The task: Copy all the material that follows, keeping every character the same.

....

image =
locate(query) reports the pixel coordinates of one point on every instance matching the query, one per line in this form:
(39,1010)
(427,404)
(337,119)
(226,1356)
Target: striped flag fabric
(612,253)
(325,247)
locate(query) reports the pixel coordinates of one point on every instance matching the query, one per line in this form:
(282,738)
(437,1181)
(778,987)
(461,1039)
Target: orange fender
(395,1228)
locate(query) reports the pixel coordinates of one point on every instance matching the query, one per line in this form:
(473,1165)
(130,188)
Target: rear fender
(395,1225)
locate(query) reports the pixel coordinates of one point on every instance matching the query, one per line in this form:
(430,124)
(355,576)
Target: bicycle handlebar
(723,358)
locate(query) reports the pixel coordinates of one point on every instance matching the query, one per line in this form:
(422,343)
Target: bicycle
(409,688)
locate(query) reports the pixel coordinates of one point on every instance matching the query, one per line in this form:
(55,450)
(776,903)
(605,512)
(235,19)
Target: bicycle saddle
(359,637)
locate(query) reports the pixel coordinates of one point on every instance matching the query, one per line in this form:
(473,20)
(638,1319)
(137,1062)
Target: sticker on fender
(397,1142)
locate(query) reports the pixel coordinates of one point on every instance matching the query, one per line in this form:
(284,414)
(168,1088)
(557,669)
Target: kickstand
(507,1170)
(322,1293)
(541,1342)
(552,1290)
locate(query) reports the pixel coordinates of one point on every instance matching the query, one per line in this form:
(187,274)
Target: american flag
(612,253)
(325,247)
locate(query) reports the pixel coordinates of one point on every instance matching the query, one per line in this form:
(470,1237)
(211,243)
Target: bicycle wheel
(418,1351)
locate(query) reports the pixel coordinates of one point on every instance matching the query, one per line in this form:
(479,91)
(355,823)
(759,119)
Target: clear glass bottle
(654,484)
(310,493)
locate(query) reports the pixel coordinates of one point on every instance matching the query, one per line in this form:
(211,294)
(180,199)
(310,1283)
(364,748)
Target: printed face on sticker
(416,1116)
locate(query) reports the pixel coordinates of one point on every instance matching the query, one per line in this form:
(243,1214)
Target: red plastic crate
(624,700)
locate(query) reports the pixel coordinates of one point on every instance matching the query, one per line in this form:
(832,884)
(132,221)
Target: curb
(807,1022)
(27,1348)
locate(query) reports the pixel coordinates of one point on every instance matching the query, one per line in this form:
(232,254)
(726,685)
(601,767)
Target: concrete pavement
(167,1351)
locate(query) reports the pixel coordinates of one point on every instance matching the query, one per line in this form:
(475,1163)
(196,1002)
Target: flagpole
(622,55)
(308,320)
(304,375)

....

Response to the exercise:
image =
locate(query) reports the pixel coordinates of one point on every instance matching the query, one per line in this form:
(39,1010)
(427,404)
(337,119)
(226,1356)
Target: striped flag fabric
(612,253)
(325,247)
locate(query) reports the pixel coordinates of one point on every instance matching the query, one per line in this form:
(282,738)
(437,1181)
(778,987)
(461,1039)
Target: orange fender
(395,1228)
locate(query) reports the pixel coordinates of one point on every instance matching the query, one per line in this form:
(473,1165)
(130,188)
Target: rear fender
(395,1225)
locate(query) reports the pixel coordinates of one point on every instance matching the query, one per line in this form:
(430,124)
(355,576)
Target: bicycle handlebar
(723,358)
locate(query) reports the pixel coordinates of one point on every instance matching the query, one per line in this form:
(422,343)
Target: bicycle
(409,688)
locate(query) reports the pixel coordinates of one point on every instance matching the query, one per line in this form:
(55,450)
(776,903)
(605,512)
(235,19)
Target: bicycle saddle
(359,637)
locate(query) reports the pixel coordinates of one point on every instance matching the query, one per line in this form:
(473,20)
(638,1319)
(137,1062)
Target: sticker on fender
(397,1142)
locate(query) reports the pixel coordinates of one point on every instance matching the query, one per line in this form:
(284,414)
(168,1088)
(557,669)
Target: kickstand
(507,1170)
(322,1293)
(541,1342)
(552,1290)
locate(query) reports the pixel coordinates of one point on every instance matching the query, one per line in this form:
(187,274)
Target: american flag
(612,253)
(325,247)
locate(query) reports the pixel coordinates of one point on every instance matching the query, one per line in this form:
(470,1237)
(211,243)
Target: bicycle wheel
(418,1351)
locate(query) reports the pixel coordinates of one point on every instance matching the query, one per line in this form:
(479,91)
(355,823)
(759,119)
Target: clear glass bottle
(654,484)
(310,493)
locate(query) reports the pixel coordinates of one point on every instance matching the query, one per line in this form:
(211,294)
(180,199)
(310,1283)
(364,748)
Target: printed face on sticker
(416,1116)
locate(query) reports the pixel coordinates of one point on every instance matching the query, one per line in this form:
(243,1214)
Target: red plastic crate
(624,700)
locate(query) reports the pixel coordinates of one point on every instance matching the query, one per line in this form:
(832,884)
(132,221)
Target: curb
(807,1022)
(27,1348)
locate(query) reports the pixel coordinates of one point on every instance matching the query, one per line in this form:
(232,254)
(726,685)
(601,767)
Target: concrete pavement
(167,1351)
locate(query) reports the pixel coordinates of one point on every instance matching the query, one per line in this form:
(475,1163)
(196,1002)
Target: flagpole
(622,55)
(308,320)
(304,375)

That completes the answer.